## BEGIN Extract to read

Curator Evals
This is a package for evaluating coding curators.
Installation
pip install curator-evals
Usage
from curator_evals.code_curator_eval.evaluation_classification_code_curator import evaluate_model
evaluate_model(config_path="configs/code_curator_eval.yaml")
Configuration
The configuration is done through a YAML file.
Example config:
model:
name: "accounts/fireworks/models/llama-v3p3-70b-instruct"
api_key: ${FIREWORKS_API_KEY}
base_url: "https://api.fireworks.ai/inference/v1"
max_tokens: 2048
temperature: 0
dataset:
name: "collinear-ai/coding_curators_evaluation_dataset"
splits: ["humanevalpack", "mbpp"]
input_column: "instruction"
output_column: "solution"
label_column: "label"

## END Extract to read

▸ Exercise tasks
(a) What command does the curator-evals readme give for installing the package?
(b) Pick up the curator-evals readme after its final line and keep writing it.

## BEGIN Record list

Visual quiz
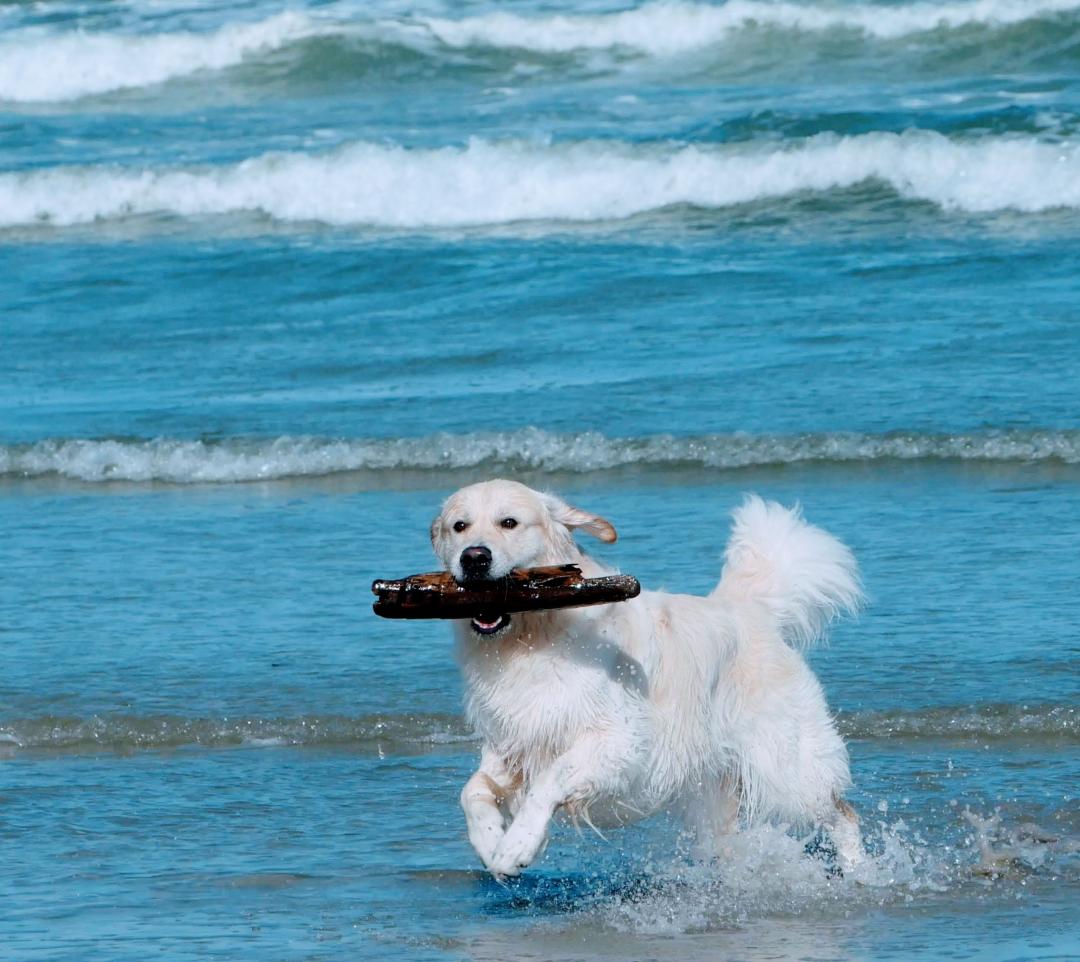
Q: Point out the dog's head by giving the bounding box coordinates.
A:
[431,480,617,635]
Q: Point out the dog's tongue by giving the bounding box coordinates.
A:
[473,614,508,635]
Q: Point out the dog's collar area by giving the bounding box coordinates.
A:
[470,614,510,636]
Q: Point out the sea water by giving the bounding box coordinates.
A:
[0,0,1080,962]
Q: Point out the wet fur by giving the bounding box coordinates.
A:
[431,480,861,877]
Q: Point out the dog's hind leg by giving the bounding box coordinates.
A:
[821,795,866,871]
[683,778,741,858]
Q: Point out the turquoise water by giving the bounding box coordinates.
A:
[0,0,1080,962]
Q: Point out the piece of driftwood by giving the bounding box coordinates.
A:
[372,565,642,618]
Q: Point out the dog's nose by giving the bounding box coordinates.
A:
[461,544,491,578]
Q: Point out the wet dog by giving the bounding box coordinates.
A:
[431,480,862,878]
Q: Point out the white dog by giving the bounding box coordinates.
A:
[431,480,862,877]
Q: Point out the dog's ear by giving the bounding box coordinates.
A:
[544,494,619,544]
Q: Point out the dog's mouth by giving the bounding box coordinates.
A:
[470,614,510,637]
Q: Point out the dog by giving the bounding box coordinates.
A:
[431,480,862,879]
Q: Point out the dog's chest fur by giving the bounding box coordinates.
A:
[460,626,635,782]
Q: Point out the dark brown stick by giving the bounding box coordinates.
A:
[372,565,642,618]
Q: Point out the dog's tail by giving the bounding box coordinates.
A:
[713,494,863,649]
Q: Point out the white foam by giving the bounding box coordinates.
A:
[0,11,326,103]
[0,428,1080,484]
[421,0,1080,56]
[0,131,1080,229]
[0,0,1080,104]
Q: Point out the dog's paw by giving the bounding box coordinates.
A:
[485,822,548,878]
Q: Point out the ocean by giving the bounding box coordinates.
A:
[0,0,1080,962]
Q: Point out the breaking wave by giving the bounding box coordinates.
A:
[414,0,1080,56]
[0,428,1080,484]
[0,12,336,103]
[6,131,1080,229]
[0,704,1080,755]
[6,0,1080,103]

## END Record list
## BEGIN Record list

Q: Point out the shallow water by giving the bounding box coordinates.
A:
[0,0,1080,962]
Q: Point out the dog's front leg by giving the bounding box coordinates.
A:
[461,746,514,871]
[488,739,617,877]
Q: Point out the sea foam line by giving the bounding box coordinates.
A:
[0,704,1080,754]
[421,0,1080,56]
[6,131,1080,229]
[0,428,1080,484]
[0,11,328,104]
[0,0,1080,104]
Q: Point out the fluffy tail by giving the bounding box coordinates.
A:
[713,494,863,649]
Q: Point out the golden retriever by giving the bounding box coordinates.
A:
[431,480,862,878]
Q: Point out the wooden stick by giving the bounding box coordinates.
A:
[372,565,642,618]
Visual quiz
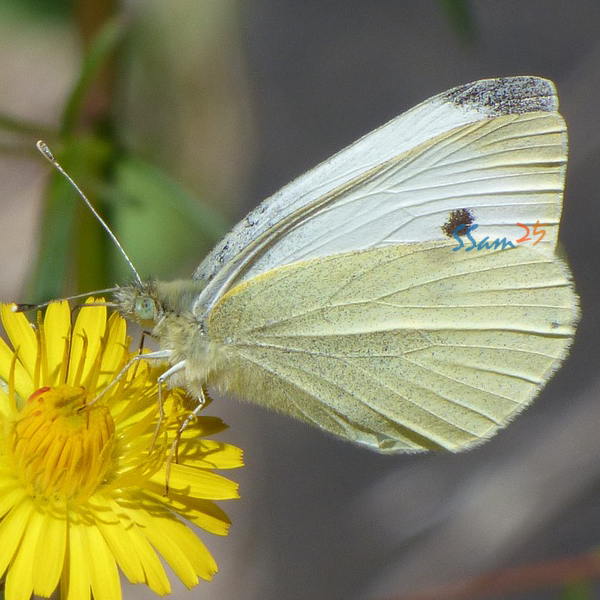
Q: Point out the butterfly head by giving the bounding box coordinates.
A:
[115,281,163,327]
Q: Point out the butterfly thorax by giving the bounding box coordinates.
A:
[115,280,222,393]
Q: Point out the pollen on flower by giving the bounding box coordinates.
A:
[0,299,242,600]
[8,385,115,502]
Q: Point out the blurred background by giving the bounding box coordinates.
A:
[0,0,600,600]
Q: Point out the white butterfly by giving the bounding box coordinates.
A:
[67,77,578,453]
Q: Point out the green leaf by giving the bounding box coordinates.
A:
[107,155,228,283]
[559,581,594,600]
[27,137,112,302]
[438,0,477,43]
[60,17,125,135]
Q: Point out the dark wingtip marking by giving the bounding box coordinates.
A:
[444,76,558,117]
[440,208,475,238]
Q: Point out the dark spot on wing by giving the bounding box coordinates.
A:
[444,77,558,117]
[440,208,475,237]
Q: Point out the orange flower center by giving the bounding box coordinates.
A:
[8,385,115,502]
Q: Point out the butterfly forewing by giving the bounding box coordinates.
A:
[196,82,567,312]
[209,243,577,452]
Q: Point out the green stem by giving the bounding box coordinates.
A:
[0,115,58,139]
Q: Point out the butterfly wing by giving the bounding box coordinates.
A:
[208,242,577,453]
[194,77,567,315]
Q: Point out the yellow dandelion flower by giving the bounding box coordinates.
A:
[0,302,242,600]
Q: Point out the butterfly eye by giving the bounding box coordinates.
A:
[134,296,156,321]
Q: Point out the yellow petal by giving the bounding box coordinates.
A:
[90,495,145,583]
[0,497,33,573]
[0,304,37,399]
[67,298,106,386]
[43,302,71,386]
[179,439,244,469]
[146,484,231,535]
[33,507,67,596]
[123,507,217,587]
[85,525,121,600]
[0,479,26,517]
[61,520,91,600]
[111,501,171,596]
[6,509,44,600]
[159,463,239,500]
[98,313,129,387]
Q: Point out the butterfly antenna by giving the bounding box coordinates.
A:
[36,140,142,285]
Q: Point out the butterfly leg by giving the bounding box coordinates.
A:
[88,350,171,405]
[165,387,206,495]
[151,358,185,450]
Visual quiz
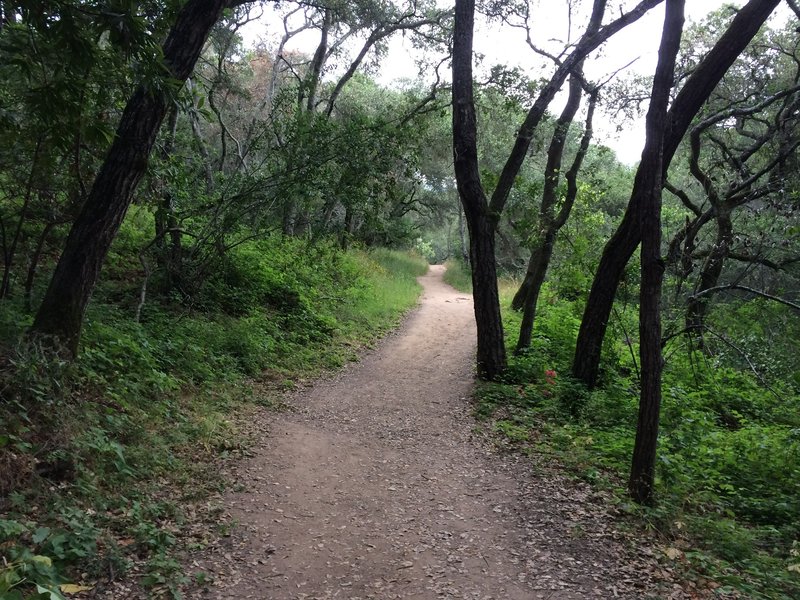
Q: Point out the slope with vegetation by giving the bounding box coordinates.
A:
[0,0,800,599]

## END Record list
## BEGIN Record list

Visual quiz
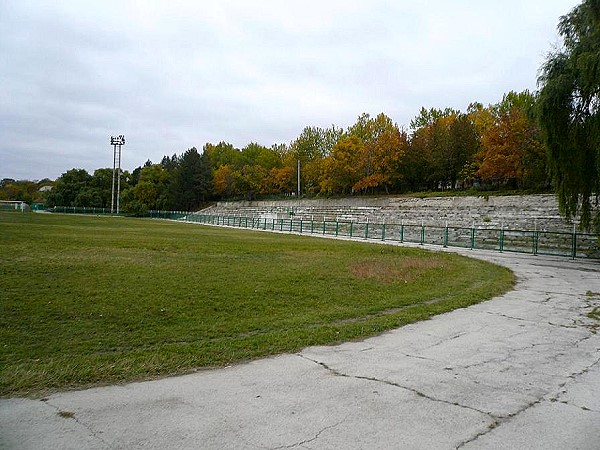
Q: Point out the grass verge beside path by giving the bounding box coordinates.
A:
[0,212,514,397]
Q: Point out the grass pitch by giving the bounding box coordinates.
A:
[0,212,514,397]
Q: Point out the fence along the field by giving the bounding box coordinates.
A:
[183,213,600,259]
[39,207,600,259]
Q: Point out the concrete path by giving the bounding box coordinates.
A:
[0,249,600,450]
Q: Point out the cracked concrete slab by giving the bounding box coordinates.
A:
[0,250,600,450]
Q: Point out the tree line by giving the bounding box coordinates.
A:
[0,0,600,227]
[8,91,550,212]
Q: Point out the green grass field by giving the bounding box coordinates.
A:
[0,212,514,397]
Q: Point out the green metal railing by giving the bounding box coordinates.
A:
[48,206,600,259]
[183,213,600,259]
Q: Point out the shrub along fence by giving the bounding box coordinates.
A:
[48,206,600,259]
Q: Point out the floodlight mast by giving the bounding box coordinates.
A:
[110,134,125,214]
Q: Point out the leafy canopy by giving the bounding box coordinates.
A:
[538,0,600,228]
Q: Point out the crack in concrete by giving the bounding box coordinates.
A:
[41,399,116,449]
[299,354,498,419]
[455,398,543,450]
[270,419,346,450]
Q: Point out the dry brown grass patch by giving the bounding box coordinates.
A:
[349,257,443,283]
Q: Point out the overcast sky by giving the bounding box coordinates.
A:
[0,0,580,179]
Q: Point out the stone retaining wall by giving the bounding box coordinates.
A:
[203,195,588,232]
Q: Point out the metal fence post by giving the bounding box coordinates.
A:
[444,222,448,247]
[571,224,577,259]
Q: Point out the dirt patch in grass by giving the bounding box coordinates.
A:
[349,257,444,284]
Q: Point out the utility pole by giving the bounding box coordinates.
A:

## END Record list

▸ Outputs by task
(a) pip install curator-evals

(b)
total_rows: 20
output:
file: "../data/classification_humanevalpack_eval"
If no dataset is provided, the evaluation will be done on the default dataset, which is
currently set to both splits of the collinear-ai/coding_curators_evaluation_dataset
.
You can import the function and pass in the config path to evaluate the model.
from curator_evals.code_curator_eval.evaluation_classification_code_curator import evaluate_model
evaluate_model(config_path="/home/tsach/curator-evals/configs/code_curator_eval.yaml")